### WHAT IS REQUIRED
Go through the material below and list each line that contains the word "dark".

### TASK MATERIAL
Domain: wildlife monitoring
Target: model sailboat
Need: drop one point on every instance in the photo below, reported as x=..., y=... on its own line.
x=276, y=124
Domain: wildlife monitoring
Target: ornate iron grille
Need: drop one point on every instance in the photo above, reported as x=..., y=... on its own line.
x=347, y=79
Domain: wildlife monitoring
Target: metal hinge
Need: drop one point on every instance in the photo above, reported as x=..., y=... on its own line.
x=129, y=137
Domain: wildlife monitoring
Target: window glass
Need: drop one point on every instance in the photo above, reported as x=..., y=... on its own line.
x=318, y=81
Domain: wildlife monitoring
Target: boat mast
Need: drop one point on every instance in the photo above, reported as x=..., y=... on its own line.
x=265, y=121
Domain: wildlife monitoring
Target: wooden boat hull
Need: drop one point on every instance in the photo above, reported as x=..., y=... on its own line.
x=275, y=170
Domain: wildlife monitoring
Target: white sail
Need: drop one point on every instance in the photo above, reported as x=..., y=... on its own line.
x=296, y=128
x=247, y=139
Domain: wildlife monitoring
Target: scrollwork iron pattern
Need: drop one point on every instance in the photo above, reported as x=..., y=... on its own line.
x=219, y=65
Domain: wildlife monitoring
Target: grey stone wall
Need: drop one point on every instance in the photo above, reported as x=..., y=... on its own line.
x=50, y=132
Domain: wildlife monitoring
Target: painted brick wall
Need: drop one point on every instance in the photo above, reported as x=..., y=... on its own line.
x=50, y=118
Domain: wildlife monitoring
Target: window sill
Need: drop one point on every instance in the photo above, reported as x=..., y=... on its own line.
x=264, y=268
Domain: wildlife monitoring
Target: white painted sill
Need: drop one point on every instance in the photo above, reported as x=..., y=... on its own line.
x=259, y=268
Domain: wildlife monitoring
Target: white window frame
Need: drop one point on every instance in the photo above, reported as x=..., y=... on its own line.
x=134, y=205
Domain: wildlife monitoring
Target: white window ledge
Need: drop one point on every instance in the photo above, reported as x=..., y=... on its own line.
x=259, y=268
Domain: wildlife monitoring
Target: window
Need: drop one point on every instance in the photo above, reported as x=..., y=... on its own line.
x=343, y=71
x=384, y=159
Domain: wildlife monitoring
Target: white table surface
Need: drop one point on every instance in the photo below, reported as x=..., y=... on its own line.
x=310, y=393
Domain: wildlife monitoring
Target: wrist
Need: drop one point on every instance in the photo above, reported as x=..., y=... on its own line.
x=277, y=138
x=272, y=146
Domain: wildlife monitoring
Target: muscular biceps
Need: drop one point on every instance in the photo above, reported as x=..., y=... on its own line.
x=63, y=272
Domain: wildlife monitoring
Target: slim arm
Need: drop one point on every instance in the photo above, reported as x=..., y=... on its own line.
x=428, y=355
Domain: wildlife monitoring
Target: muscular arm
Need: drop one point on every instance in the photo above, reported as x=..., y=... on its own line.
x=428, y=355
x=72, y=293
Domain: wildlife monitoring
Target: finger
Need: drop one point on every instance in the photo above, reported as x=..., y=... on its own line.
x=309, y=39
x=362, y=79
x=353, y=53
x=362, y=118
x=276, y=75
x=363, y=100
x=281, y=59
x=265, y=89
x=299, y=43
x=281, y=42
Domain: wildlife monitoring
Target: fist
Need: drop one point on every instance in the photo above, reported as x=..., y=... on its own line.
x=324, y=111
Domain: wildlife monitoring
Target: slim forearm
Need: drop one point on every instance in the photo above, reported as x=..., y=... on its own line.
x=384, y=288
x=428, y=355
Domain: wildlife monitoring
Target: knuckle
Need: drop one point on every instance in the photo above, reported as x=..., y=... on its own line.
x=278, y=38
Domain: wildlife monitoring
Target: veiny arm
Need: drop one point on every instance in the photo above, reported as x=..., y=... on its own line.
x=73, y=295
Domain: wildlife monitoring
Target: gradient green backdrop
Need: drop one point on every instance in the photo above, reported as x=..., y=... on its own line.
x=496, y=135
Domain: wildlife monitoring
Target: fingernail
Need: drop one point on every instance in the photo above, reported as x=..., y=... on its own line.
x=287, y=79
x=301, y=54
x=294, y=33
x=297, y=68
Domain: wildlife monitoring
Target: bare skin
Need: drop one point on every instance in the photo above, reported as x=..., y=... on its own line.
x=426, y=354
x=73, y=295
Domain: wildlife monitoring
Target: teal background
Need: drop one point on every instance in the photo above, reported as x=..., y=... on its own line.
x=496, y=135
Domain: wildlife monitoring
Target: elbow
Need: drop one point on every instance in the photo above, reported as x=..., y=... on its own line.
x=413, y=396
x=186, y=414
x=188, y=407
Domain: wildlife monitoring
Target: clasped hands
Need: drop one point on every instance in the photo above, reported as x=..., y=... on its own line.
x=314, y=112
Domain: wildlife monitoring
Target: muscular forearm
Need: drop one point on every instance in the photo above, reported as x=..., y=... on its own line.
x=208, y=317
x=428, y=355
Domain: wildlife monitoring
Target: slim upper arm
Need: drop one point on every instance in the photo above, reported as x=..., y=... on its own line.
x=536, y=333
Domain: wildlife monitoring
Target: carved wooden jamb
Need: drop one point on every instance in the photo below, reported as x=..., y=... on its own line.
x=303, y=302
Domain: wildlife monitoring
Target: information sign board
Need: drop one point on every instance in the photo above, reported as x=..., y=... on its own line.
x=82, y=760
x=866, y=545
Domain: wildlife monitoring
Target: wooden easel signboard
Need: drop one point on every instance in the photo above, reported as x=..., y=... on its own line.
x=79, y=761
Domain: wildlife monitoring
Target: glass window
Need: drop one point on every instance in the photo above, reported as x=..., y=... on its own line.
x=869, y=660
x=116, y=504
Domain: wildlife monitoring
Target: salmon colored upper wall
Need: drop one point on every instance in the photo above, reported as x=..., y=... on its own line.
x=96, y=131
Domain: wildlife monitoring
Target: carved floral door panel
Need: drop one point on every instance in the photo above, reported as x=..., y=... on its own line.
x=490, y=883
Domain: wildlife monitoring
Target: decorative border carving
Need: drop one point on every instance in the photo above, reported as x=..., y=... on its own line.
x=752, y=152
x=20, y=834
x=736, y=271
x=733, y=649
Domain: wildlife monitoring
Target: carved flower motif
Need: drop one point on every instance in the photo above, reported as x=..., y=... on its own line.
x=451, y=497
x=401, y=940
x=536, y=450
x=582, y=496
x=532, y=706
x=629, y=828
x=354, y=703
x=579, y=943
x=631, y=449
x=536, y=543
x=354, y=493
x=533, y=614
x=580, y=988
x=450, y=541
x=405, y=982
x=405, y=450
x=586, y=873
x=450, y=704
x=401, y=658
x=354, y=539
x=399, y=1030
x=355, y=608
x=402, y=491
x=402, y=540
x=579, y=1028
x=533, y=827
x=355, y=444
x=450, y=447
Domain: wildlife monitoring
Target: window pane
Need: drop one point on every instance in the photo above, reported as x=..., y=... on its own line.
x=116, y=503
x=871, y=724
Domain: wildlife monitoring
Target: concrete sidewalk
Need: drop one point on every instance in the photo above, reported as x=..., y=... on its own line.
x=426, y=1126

--

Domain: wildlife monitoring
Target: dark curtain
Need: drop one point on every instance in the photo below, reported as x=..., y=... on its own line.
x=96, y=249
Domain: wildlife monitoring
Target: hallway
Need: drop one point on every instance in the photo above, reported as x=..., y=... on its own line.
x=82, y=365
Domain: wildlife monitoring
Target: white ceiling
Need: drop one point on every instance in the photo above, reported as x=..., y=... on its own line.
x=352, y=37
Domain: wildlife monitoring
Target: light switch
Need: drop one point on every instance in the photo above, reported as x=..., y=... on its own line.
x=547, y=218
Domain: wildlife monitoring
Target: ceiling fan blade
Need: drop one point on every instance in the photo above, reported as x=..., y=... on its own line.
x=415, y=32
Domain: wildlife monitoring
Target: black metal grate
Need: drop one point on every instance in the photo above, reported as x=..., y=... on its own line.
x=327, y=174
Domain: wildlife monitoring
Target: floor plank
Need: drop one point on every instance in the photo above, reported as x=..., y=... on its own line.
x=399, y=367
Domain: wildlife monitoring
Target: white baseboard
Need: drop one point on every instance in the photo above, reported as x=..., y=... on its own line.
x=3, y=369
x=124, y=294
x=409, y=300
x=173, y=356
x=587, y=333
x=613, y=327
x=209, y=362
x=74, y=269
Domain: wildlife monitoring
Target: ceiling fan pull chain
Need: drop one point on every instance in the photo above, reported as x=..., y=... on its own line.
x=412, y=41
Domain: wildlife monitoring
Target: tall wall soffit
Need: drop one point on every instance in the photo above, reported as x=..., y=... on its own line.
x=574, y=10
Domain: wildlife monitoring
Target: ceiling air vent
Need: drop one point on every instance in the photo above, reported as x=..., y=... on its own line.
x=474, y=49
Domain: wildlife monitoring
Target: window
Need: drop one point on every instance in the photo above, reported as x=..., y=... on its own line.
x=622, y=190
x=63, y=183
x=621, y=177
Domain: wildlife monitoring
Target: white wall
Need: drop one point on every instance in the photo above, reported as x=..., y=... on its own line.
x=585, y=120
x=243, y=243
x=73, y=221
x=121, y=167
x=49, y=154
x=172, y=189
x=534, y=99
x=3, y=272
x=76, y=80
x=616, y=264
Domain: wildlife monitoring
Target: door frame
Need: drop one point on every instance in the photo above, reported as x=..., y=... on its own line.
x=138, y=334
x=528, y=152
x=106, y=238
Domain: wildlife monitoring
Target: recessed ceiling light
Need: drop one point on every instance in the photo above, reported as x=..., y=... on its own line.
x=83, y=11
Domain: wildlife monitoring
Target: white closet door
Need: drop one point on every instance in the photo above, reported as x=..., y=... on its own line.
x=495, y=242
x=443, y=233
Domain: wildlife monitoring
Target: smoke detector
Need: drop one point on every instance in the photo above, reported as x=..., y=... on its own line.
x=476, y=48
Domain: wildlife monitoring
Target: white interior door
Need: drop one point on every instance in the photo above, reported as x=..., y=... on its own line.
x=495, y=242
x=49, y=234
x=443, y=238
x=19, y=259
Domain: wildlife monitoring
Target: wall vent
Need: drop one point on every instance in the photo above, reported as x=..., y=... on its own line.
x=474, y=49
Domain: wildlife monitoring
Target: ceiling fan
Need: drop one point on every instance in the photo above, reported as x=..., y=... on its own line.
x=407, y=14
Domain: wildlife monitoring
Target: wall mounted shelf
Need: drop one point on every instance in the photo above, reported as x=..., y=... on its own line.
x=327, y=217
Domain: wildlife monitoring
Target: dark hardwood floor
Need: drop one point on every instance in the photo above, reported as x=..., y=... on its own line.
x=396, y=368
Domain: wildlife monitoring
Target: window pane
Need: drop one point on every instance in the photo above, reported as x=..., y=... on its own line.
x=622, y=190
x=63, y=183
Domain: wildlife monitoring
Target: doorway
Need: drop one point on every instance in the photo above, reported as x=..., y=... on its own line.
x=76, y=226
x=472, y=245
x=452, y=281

==

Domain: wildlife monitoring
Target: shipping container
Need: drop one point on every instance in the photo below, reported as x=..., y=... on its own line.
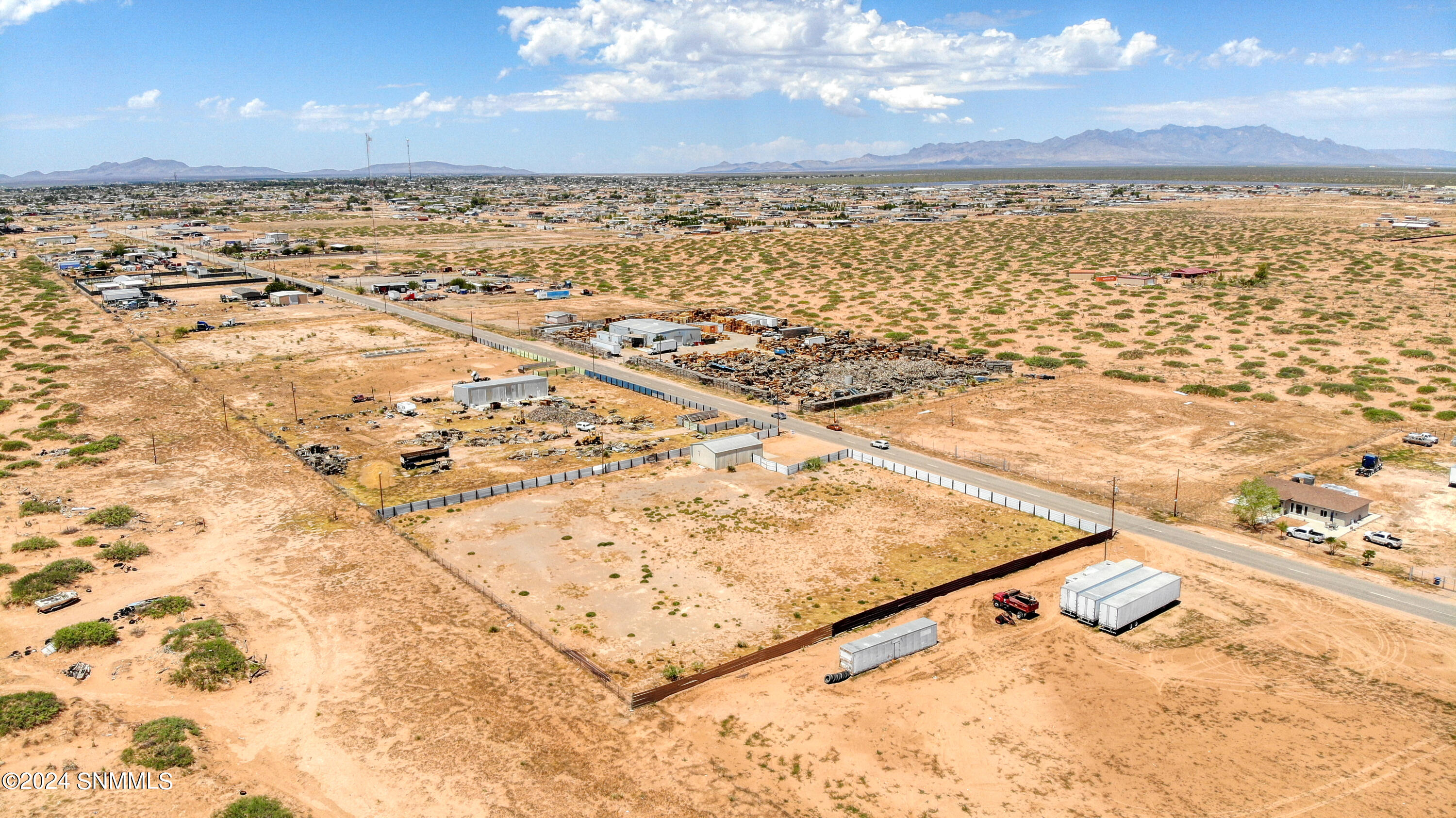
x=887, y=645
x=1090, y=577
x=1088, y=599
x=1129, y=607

### RESULT FOR THIS TASK
Target: dark curtain
Target: dark hardwood floor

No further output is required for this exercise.